THE EXERCISE: Repeat the lines beginning at the one with "Class, locate every instance of the black conveyor" and running to the end of the material, keeping the first and last of them, exactly as they appear.

RECORDS PROVIDED:
▽
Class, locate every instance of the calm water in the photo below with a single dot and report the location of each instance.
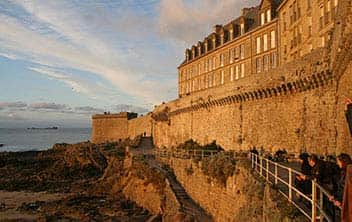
(40, 139)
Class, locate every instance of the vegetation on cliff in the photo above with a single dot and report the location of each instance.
(220, 167)
(142, 170)
(193, 145)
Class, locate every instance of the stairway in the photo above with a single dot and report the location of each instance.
(188, 205)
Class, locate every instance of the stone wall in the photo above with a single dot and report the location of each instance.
(113, 127)
(235, 202)
(139, 126)
(293, 107)
(109, 128)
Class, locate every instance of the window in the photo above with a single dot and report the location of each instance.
(242, 28)
(237, 52)
(231, 73)
(321, 19)
(328, 9)
(265, 46)
(232, 54)
(266, 62)
(273, 60)
(242, 51)
(258, 45)
(268, 15)
(214, 62)
(221, 59)
(222, 76)
(259, 65)
(273, 39)
(237, 72)
(262, 18)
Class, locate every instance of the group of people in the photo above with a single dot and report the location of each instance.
(330, 175)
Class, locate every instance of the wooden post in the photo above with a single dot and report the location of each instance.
(276, 173)
(321, 204)
(314, 199)
(252, 160)
(267, 169)
(261, 166)
(290, 184)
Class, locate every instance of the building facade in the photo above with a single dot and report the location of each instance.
(261, 39)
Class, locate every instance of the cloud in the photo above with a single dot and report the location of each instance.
(187, 22)
(9, 105)
(88, 110)
(11, 116)
(9, 56)
(49, 106)
(72, 43)
(75, 84)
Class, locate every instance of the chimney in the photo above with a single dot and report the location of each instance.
(217, 28)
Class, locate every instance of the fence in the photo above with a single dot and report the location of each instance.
(283, 177)
(185, 154)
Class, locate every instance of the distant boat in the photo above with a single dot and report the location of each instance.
(46, 128)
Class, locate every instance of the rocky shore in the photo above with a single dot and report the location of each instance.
(80, 182)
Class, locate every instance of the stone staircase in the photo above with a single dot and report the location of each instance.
(188, 205)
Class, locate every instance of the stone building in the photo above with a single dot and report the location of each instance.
(261, 39)
(276, 77)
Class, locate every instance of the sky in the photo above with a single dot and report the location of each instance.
(62, 61)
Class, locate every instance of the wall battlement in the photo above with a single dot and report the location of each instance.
(298, 106)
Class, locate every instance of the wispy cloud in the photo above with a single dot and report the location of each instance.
(190, 21)
(8, 56)
(88, 110)
(6, 105)
(49, 106)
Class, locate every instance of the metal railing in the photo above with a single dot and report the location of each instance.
(185, 154)
(283, 177)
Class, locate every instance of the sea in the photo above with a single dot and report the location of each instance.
(40, 139)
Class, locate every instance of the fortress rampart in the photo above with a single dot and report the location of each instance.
(298, 106)
(113, 127)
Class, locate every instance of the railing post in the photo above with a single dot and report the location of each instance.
(261, 166)
(314, 199)
(290, 184)
(321, 204)
(267, 169)
(275, 173)
(252, 160)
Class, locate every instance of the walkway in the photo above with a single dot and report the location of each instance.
(282, 175)
(188, 205)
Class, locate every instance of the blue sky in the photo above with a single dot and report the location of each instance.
(62, 61)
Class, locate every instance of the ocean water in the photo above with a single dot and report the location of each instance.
(40, 139)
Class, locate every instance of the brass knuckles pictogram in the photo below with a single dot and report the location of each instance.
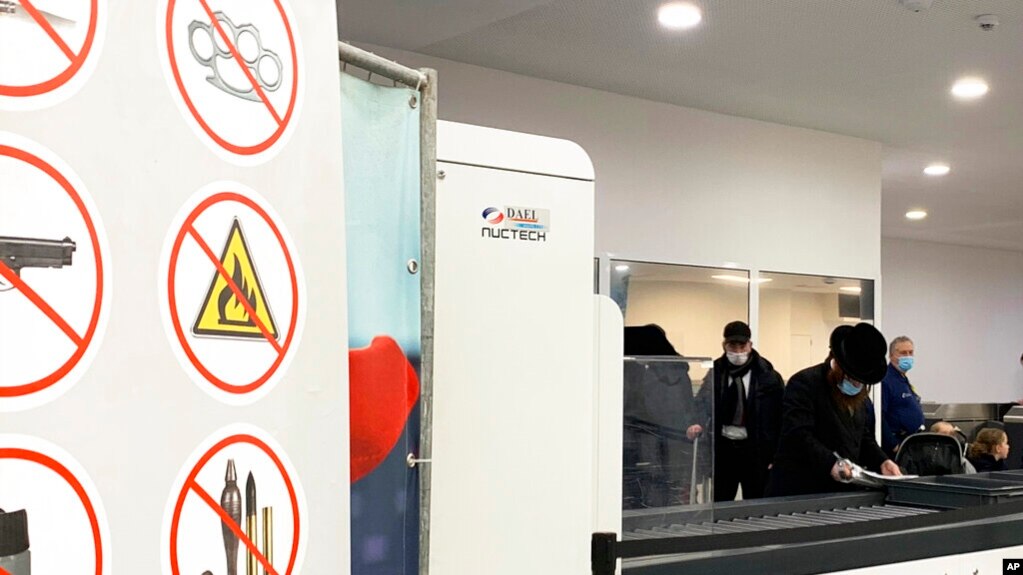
(234, 34)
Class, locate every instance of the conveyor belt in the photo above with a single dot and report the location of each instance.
(784, 521)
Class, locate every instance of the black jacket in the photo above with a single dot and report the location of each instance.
(814, 428)
(763, 405)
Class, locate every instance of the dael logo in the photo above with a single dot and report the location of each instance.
(493, 216)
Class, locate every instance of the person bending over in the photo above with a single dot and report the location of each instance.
(824, 417)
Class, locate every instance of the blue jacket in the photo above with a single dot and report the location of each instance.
(901, 413)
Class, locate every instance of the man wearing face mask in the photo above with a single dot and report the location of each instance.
(901, 412)
(824, 417)
(747, 415)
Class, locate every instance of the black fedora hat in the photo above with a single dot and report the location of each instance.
(860, 353)
(737, 333)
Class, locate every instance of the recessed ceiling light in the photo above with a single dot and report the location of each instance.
(969, 88)
(678, 15)
(739, 278)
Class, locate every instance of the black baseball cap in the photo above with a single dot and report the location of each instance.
(737, 333)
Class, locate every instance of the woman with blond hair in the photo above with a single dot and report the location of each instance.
(989, 450)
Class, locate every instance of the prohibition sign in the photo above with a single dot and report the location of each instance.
(45, 55)
(68, 531)
(196, 521)
(53, 275)
(235, 67)
(237, 370)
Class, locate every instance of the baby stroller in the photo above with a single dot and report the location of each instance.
(931, 453)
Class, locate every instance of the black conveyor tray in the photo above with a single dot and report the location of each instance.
(953, 491)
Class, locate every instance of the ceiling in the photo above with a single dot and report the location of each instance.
(869, 69)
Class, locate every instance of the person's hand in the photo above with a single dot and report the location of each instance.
(890, 469)
(841, 473)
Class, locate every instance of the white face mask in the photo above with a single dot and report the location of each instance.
(737, 358)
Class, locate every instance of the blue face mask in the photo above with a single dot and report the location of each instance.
(904, 363)
(849, 388)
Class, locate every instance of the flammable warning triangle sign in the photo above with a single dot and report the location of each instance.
(223, 314)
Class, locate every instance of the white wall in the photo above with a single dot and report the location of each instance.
(964, 309)
(682, 185)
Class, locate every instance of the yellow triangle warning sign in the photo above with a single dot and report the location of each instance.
(223, 313)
△
PROBLEM SOLUTION:
Class, locate every instance of the black conveyor tray in the photo above with a single dot and report the location of each instance.
(953, 491)
Class, locate every instance of the ceiling in the photo above with a single dot and report the location of each instance.
(869, 69)
Class, locate every instance of the person's hand in the photo above with a single dot and report the location of each instance.
(890, 469)
(841, 473)
Class, locate every instance of the white face mask in the photo above with a single dot and report the location of each instance.
(737, 358)
Class, locate every instance of the blue face mask in the photo above with a single dot and report the location of each instance.
(904, 363)
(849, 388)
Class, locate every instance of the flammable warning triangle sign in the photo above with a single dot and report the location of each instance.
(223, 314)
Class, locate every instance of the white wall in the photo above with a single dot and report the location of each instance.
(964, 309)
(682, 185)
Class, locate every instance of the yellow triangle warning sign in the photo above with a single dot and report the location of each instance.
(223, 313)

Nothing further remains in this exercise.